** START OF Source records **

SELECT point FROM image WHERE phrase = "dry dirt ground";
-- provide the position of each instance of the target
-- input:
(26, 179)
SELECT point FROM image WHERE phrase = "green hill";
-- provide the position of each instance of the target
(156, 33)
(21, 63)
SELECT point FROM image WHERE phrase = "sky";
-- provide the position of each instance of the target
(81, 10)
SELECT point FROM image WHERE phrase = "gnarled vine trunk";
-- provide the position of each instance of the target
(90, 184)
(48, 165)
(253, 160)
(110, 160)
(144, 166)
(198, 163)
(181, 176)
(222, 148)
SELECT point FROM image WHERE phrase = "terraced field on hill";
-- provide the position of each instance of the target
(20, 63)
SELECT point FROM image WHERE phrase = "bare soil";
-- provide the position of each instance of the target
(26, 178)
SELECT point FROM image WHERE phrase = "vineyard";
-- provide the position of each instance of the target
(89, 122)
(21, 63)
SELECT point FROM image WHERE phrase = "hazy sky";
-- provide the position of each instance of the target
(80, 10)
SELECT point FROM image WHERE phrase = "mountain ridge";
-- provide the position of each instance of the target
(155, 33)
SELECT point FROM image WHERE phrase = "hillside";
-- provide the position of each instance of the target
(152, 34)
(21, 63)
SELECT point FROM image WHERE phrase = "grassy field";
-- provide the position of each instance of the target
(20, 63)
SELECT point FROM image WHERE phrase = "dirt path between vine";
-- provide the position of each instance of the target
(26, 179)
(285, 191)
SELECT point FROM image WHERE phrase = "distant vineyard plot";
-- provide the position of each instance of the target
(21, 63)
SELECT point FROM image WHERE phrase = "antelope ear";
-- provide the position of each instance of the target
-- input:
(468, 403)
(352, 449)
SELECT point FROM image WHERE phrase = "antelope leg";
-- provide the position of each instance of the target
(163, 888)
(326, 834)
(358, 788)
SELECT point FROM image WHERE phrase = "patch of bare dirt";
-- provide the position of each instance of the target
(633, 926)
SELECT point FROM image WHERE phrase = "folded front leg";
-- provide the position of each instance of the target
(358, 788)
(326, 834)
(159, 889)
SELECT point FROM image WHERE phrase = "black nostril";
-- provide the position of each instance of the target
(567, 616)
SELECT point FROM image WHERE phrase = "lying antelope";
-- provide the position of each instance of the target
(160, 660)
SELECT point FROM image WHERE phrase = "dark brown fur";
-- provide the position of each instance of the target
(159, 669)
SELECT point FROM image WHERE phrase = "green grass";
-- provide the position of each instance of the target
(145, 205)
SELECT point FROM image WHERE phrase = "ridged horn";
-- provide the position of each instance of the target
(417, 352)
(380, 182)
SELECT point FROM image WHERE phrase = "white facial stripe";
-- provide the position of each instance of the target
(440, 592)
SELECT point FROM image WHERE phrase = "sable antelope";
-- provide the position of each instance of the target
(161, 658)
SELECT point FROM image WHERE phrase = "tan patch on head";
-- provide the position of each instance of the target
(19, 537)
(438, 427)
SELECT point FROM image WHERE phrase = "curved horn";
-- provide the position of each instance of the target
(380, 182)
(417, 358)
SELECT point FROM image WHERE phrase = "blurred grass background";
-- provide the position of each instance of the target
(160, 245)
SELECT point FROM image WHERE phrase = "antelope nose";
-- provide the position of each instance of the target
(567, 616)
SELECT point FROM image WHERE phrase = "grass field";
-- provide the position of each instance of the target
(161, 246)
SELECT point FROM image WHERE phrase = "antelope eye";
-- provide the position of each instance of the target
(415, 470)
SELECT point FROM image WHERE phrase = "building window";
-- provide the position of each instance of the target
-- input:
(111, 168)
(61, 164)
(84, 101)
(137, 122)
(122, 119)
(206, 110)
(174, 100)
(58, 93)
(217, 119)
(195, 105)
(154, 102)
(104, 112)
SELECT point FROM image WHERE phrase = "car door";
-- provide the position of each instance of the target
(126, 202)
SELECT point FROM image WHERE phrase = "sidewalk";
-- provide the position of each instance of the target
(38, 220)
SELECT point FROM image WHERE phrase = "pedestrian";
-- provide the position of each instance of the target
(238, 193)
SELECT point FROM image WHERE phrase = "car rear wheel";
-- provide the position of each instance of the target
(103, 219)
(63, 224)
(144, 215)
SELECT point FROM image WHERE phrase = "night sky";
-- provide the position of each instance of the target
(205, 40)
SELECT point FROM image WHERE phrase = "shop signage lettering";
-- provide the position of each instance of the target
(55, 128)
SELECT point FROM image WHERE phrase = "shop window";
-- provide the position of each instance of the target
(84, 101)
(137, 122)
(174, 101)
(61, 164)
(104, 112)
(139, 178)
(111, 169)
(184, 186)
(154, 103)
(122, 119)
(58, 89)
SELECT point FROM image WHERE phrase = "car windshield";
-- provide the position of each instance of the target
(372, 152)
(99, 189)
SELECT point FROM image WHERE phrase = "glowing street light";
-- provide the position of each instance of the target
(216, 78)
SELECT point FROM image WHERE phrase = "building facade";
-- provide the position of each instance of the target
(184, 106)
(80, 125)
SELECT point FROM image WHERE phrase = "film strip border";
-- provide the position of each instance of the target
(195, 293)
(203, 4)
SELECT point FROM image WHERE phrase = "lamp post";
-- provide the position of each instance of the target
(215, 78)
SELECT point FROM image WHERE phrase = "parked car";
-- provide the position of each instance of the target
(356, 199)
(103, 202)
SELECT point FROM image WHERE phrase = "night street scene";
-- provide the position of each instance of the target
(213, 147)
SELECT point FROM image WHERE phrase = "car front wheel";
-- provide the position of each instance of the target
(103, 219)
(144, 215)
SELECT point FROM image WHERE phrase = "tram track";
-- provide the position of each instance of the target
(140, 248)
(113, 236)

** END OF Source records **

* _To do_:
Extract every record. Keep wording exact.

* _Answer in full_:
SELECT point FROM image WHERE phrase = "dry dirt ground";
-- provide the position of each instance of the target
-- input:
(26, 179)
SELECT point FROM image WHERE phrase = "green hill";
-- provide the position of each instance of the target
(156, 33)
(21, 63)
SELECT point FROM image WHERE phrase = "sky";
-- provide the position of each instance of the target
(81, 10)
SELECT point FROM image WHERE phrase = "gnarled vine trunk";
-- provide the position of each instance of the target
(90, 184)
(48, 165)
(253, 160)
(110, 160)
(144, 166)
(198, 163)
(181, 176)
(222, 148)
SELECT point FROM image WHERE phrase = "terraced field on hill";
-- provide the position of each instance of the target
(20, 63)
SELECT point FROM image WHERE phrase = "bare soil";
-- provide the position of each instance of the target
(26, 178)
SELECT point FROM image WHERE phrase = "vineyard";
-- provide the position of each instance of the target
(89, 122)
(21, 63)
SELECT point FROM image WHERE phrase = "hazy sky";
-- provide the position of each instance of the target
(80, 10)
SELECT point FROM image WHERE phrase = "mountain ridge";
-- provide the position of each instance of the target
(155, 33)
SELECT point FROM image WHERE phrase = "hillside";
-- provide the position of each instance of the target
(152, 34)
(21, 63)
SELECT point FROM image WHERE phrase = "grassy field";
-- provide the position of each instance of the target
(20, 63)
SELECT point FROM image WHERE phrase = "dirt path between vine";
-- provide the position of each instance of the target
(26, 179)
(285, 191)
SELECT point FROM image WHERE phrase = "distant vineyard plot";
-- provide the position of each instance of the target
(21, 63)
SELECT point FROM image WHERE phrase = "antelope ear";
-- provide the position of each instance of the target
-- input:
(468, 403)
(352, 449)
SELECT point FROM image WHERE phrase = "antelope leg";
-- provide the position of each instance of the target
(163, 888)
(326, 834)
(358, 788)
SELECT point FROM image WHERE phrase = "patch of bare dirt";
-- provide the position of each instance of the target
(633, 926)
SELECT point FROM image WHERE phrase = "folded front leg";
-- provide the position of each instance of the target
(358, 788)
(326, 834)
(159, 889)
SELECT point FROM image WHERE phrase = "black nostril";
-- provide the position of each instance of the target
(567, 616)
SELECT point FROM image WHERE phrase = "lying antelope";
-- provide the position of each instance of the target
(160, 660)
SELECT point FROM image WHERE phrase = "dark brown fur";
-- provide the position of each instance of the target
(159, 669)
SELECT point FROM image WHERE phrase = "green grass";
-- provide the position of each instance of the target
(145, 205)
SELECT point FROM image WHERE phrase = "ridged horn";
-- provide the position of each instance of the target
(417, 352)
(380, 182)
SELECT point FROM image WHERE phrase = "white facial stripe";
-- provide the position of each instance of the target
(440, 592)
SELECT point FROM image WHERE phrase = "sable antelope";
-- provide the position of each instance of the target
(161, 658)
SELECT point FROM image WHERE phrase = "tan patch on head";
-- provide the position of each instance of the target
(19, 537)
(438, 427)
SELECT point FROM image WHERE phrase = "curved horn";
-- provide the position of each instance of the target
(380, 182)
(417, 358)
SELECT point FROM image WHERE phrase = "blurred grass background";
-- provide the position of each instance of the target
(160, 245)
SELECT point FROM image WHERE phrase = "antelope nose";
-- provide the position of each instance of the target
(567, 616)
SELECT point FROM image WHERE phrase = "grass field";
-- provide the position of each instance of the target
(161, 246)
SELECT point FROM image WHERE phrase = "antelope eye";
-- provide the position of each instance of the target
(415, 470)
SELECT point FROM image WHERE phrase = "building window";
-- provide the position of each instance of the target
-- input:
(111, 168)
(61, 164)
(84, 101)
(137, 122)
(122, 119)
(206, 110)
(174, 100)
(58, 93)
(217, 119)
(195, 105)
(154, 102)
(104, 112)
SELECT point FROM image WHERE phrase = "car door";
-- provide the position of each instance of the target
(126, 202)
SELECT point FROM image WHERE phrase = "sidewalk";
-- provide the position of each instance of the target
(38, 220)
SELECT point FROM image WHERE phrase = "pedestrian";
-- provide the position of each instance of the target
(238, 193)
SELECT point FROM image WHERE phrase = "car rear wheel";
-- provide the position of each instance of the target
(103, 219)
(63, 224)
(144, 215)
SELECT point FROM image WHERE phrase = "night sky";
-- provide the position of each instance of the target
(205, 40)
SELECT point FROM image WHERE phrase = "shop signage lettering";
-- provide the position of each instance of the target
(55, 128)
SELECT point FROM image WHERE phrase = "shop window";
-- provide the position of each instance of the target
(84, 101)
(137, 122)
(174, 101)
(61, 164)
(104, 112)
(139, 178)
(111, 169)
(184, 186)
(154, 103)
(122, 119)
(58, 89)
SELECT point FROM image WHERE phrase = "car windshield";
-- provide the position of each instance of the target
(372, 152)
(99, 189)
SELECT point FROM image WHERE phrase = "glowing street light";
-- provide the position of each instance of the target
(216, 78)
SELECT point FROM image WHERE phrase = "building facade";
-- provide the position of each instance of the target
(184, 106)
(80, 125)
SELECT point FROM image WHERE phrase = "film strip border";
-- provide the position of each instance of the target
(195, 293)
(203, 4)
SELECT point FROM image WHERE phrase = "lamp post";
-- provide the position of each instance of the target
(215, 78)
SELECT point FROM image WHERE phrase = "parked car";
-- provide the position of each instance of the target
(356, 199)
(103, 202)
SELECT point FROM image WHERE phrase = "night street scene";
-- provide the position of each instance of the target
(213, 147)
SELECT point FROM image WHERE phrase = "car front wheel";
-- provide the position of each instance of the target
(103, 219)
(144, 215)
SELECT point FROM image WHERE phrase = "tram track";
-- provide the position of each instance of the target
(140, 248)
(113, 236)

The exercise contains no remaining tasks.